# start of Dataset content
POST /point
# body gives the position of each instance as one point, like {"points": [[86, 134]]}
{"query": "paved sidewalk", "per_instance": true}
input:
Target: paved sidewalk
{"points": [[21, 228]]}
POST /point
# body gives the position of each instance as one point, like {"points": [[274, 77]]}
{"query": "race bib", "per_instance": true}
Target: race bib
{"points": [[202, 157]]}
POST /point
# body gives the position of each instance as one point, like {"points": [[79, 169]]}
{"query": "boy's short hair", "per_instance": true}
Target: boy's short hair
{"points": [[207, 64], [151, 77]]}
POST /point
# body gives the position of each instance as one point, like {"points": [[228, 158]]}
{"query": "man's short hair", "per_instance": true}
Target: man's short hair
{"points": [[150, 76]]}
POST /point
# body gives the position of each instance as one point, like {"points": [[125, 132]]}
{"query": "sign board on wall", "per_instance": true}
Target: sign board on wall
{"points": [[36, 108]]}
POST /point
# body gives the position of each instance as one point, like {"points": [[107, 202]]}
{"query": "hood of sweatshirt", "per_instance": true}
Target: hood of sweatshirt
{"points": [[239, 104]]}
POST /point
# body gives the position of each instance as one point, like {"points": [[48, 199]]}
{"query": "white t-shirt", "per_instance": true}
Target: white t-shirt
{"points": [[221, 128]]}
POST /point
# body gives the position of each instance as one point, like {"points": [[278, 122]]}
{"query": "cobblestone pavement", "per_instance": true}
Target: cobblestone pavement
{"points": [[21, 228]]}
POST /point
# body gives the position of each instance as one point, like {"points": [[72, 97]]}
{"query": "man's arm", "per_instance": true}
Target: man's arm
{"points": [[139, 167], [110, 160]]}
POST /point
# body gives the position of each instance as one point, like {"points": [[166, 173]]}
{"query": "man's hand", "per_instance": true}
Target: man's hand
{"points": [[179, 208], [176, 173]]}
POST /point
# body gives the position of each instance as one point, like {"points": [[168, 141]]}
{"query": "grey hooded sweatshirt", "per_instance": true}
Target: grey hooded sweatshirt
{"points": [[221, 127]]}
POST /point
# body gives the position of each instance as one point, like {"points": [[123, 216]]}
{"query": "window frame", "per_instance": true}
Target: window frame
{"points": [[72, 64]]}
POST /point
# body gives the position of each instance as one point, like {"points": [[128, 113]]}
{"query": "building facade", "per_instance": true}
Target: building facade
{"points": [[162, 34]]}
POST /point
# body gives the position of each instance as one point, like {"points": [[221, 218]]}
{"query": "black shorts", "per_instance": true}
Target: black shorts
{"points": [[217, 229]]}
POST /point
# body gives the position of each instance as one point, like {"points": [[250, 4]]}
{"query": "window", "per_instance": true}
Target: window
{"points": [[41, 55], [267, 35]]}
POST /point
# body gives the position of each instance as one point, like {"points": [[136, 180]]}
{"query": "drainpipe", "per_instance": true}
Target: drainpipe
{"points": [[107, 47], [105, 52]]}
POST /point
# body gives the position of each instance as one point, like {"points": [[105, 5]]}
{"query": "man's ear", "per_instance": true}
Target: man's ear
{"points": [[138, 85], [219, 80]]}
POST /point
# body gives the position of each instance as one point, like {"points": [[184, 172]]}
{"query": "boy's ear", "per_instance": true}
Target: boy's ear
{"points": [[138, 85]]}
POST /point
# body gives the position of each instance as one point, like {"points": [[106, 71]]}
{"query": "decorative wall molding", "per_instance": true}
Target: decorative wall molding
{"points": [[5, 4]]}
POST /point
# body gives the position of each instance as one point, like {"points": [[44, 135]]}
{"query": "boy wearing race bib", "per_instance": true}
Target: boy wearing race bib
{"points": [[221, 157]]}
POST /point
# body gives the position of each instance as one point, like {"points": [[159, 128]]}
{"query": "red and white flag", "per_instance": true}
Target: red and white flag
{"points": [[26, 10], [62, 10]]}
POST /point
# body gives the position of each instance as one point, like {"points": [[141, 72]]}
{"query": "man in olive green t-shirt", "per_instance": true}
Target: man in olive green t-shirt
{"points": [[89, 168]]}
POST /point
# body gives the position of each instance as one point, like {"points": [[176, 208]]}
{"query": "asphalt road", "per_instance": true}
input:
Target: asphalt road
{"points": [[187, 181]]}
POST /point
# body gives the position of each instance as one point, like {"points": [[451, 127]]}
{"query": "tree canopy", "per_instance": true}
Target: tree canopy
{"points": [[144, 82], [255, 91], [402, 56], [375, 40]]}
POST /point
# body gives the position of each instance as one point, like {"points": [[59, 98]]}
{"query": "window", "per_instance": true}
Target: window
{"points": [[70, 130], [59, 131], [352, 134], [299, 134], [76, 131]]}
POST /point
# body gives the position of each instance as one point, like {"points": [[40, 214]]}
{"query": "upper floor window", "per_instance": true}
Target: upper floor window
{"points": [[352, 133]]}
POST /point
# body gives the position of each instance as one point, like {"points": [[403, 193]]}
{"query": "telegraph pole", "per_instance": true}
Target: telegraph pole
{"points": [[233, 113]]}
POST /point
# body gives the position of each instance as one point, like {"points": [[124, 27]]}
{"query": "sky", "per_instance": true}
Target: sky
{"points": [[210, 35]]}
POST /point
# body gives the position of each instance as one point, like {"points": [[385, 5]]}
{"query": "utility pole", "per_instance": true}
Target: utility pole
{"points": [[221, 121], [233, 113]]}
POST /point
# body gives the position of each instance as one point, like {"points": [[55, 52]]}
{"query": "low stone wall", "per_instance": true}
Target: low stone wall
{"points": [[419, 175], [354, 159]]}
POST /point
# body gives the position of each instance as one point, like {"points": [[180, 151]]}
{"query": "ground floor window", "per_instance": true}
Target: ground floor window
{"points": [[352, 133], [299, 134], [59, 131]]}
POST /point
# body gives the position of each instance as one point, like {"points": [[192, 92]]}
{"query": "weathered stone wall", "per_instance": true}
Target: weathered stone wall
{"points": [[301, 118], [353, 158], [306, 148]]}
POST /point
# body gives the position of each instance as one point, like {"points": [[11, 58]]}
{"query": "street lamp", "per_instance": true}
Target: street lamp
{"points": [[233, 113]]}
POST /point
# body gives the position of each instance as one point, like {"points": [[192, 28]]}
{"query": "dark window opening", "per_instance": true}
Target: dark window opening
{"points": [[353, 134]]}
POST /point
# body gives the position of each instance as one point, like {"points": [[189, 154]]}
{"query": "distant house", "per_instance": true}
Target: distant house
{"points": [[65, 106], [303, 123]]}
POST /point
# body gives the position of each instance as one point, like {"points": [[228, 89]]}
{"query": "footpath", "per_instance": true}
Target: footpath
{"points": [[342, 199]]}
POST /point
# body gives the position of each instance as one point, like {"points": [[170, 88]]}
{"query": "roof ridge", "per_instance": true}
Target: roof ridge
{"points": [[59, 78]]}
# end of Dataset content
▶ _Work instructions_:
Pull out every line in the records above that contains the string "asphalt". Case counts.

▶ _Solution for this task_:
{"query": "asphalt road", "per_instance": true}
Target: asphalt road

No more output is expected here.